* **Work order**
Give the lines below again exactly, starting with the line that holds "the rocky outcrop" and going on through the line that holds "x=676, y=406".

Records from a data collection
--

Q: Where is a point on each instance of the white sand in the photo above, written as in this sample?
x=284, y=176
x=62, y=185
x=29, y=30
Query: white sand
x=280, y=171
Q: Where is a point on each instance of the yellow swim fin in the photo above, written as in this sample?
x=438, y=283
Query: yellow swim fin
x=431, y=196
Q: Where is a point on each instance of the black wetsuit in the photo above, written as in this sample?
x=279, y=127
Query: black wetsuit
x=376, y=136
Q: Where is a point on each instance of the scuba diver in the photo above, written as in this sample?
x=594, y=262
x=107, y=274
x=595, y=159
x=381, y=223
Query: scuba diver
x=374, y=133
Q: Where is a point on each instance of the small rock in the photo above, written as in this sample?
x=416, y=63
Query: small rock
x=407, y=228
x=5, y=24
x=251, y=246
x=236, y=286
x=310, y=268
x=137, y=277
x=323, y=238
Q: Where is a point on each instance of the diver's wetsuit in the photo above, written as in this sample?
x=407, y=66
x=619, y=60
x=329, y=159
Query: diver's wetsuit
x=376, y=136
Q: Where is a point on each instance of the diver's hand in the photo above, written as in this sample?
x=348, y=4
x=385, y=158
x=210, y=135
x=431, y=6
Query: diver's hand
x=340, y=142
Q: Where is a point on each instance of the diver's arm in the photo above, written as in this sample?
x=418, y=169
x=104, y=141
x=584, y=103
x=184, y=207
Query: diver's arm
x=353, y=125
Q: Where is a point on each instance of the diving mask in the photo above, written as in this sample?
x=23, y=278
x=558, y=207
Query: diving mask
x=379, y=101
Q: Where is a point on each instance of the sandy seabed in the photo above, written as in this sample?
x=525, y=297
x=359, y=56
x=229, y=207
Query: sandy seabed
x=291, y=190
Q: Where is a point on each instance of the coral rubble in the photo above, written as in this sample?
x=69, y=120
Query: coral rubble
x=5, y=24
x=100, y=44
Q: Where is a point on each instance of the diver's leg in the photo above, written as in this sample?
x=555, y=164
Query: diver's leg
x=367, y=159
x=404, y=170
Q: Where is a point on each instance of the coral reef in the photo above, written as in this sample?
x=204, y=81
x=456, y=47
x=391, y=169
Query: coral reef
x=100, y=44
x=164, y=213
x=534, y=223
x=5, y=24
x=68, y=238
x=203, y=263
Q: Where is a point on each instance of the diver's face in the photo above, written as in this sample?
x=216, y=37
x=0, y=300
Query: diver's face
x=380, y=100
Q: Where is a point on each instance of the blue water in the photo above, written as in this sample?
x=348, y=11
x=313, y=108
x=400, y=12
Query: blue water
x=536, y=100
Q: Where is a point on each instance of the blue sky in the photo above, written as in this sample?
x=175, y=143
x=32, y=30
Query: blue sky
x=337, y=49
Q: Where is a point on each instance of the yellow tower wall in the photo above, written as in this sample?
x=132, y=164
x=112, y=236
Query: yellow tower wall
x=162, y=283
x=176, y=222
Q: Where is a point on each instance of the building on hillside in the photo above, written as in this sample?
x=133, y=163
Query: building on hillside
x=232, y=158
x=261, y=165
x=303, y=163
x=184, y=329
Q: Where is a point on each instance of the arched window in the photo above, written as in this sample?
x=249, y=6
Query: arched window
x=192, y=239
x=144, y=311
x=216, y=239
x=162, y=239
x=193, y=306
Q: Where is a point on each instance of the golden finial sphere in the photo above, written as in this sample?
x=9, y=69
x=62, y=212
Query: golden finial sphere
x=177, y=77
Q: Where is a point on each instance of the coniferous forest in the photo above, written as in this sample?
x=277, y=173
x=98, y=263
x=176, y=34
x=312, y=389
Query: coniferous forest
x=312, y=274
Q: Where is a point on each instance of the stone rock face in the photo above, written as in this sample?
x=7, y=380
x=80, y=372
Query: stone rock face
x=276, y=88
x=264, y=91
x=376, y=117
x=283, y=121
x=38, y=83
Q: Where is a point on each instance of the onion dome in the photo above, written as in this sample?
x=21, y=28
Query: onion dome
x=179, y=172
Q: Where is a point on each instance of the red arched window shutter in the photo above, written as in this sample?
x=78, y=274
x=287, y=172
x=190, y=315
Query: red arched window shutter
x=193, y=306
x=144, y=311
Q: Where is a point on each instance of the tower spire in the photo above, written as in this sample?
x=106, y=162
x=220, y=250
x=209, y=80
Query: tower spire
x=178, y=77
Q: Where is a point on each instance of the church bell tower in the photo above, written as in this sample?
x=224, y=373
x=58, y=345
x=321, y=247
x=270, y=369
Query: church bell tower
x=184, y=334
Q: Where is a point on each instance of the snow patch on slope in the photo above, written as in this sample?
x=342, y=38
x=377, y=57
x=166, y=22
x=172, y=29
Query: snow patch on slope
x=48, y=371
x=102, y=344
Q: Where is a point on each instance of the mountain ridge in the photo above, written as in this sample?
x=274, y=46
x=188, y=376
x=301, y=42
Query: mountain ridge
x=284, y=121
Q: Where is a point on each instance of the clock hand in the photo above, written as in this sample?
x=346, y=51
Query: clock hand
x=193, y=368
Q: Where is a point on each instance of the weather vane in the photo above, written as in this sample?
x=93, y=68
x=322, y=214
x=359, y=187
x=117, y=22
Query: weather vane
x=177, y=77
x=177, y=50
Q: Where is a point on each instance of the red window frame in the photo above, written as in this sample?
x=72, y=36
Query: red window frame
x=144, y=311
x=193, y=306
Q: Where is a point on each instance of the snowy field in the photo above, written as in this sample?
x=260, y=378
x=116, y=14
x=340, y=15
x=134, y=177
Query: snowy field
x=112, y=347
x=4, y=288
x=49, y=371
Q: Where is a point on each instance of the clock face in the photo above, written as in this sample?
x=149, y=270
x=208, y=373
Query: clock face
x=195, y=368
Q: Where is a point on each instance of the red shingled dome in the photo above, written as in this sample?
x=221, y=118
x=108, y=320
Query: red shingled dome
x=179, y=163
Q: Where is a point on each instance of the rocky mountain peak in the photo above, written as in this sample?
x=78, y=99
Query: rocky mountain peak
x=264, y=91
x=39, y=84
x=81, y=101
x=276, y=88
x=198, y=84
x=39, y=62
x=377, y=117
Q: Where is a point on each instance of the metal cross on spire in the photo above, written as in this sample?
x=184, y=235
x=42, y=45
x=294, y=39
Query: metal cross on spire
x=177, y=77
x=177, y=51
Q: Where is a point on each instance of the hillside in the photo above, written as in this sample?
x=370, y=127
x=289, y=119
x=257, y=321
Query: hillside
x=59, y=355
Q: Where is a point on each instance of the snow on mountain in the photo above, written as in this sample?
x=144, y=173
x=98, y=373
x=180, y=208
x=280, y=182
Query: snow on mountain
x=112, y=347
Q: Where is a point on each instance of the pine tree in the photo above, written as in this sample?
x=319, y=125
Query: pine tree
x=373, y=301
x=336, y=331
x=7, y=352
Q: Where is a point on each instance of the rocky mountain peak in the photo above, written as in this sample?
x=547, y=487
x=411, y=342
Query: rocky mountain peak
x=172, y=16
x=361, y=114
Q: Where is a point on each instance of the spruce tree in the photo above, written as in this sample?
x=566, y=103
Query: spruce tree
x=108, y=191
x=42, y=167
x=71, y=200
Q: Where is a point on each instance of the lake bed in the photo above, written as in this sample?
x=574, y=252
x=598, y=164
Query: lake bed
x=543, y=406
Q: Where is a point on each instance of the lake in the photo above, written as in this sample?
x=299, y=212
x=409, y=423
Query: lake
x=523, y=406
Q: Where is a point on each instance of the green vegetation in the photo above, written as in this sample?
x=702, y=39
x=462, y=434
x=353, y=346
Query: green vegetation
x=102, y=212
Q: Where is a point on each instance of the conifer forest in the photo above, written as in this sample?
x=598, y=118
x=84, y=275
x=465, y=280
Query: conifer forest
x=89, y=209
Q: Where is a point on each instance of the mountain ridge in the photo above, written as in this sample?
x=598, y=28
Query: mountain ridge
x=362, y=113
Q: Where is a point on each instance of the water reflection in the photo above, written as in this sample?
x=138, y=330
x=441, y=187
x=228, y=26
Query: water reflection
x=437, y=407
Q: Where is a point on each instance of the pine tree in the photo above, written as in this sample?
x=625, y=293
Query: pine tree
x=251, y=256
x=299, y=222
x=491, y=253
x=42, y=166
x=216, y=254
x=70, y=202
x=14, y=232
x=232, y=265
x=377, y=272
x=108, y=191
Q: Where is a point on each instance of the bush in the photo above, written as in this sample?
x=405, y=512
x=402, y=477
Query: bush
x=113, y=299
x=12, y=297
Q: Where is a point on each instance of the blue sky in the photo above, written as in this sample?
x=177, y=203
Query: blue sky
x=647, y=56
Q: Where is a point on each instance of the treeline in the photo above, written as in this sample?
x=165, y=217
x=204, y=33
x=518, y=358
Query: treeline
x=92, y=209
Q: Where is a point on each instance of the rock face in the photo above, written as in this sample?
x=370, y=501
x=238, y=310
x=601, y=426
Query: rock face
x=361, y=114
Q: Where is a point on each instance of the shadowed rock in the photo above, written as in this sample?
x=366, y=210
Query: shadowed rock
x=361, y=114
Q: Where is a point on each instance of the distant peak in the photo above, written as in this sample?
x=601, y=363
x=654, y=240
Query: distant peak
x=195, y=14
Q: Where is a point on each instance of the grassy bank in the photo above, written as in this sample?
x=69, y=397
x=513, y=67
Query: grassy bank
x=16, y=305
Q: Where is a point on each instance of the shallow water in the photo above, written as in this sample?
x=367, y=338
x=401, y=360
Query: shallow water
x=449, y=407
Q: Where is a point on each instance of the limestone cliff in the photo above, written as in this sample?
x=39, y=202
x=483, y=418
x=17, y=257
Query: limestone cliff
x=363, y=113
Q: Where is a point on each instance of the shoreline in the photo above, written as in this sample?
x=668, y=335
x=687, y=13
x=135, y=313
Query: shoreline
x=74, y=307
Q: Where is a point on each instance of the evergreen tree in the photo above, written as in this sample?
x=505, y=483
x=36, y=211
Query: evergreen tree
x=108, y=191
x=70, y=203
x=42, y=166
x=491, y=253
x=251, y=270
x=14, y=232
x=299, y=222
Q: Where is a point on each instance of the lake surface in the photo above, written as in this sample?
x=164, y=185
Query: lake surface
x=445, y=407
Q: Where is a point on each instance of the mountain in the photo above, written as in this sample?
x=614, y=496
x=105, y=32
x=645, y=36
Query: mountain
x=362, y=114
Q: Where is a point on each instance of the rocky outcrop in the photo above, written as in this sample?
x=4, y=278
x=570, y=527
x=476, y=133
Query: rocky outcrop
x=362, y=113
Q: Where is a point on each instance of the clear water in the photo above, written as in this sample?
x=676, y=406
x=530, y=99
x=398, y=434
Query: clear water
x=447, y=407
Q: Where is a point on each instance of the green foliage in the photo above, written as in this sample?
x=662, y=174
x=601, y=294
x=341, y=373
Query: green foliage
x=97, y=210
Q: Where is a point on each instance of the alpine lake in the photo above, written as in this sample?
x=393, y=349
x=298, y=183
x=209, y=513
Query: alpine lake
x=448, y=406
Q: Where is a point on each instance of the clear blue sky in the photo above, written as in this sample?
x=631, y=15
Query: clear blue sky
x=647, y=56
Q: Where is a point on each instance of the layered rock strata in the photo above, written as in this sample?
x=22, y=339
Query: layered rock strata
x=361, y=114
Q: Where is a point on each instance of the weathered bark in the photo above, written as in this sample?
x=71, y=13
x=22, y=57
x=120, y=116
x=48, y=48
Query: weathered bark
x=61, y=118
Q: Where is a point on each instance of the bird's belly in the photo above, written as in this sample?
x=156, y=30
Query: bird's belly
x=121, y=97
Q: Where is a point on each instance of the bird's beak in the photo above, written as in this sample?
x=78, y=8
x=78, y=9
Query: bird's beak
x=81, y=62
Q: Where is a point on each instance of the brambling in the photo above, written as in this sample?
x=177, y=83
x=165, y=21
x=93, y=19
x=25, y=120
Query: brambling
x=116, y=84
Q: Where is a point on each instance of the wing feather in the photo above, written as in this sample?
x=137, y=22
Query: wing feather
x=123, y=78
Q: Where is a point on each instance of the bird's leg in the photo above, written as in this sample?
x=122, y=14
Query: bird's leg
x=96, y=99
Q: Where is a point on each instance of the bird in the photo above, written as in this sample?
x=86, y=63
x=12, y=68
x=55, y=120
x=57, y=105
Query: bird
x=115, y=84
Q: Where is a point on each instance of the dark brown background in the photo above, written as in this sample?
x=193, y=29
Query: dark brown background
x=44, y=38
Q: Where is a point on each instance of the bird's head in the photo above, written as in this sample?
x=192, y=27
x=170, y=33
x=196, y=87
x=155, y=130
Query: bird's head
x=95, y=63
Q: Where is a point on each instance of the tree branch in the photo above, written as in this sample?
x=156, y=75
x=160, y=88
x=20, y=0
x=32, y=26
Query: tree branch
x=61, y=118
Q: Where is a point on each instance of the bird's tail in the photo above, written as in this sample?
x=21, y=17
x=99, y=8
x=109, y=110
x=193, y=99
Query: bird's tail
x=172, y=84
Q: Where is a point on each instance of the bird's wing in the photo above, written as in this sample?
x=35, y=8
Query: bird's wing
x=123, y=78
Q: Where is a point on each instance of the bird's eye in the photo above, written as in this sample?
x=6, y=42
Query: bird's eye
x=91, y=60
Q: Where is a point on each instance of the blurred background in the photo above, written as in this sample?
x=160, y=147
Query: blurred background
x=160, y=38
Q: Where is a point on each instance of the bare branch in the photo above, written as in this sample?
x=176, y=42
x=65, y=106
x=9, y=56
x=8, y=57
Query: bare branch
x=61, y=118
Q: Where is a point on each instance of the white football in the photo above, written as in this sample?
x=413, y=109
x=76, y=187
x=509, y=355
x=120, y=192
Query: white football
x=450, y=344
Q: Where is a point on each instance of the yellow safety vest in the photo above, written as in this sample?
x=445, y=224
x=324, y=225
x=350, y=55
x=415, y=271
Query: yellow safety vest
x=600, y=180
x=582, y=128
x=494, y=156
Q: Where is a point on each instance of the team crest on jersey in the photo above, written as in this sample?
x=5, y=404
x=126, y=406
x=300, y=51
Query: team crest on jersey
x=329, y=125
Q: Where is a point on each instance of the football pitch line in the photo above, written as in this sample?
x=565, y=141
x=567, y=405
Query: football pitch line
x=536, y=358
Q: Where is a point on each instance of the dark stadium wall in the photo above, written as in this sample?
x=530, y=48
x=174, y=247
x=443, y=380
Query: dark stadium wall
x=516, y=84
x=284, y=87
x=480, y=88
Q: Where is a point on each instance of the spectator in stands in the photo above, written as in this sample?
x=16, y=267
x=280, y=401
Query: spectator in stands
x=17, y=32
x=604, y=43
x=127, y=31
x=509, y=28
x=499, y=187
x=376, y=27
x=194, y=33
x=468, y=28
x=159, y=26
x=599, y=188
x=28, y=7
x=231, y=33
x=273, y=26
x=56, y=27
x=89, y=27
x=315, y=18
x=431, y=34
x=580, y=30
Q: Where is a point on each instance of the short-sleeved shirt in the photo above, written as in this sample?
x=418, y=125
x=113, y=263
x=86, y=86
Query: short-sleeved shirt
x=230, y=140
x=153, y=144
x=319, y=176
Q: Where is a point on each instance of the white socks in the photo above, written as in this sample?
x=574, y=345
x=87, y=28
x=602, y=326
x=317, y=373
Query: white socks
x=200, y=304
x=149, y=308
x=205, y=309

--

* **Written answer**
Q: Where is a point on each instance of the rocky outcrop in the photo above, written as in this sample?
x=4, y=278
x=570, y=527
x=476, y=133
Query: rocky outcrop
x=362, y=113
Q: Where is a point on each instance of the clear water in the photo above, written as in this sample?
x=676, y=406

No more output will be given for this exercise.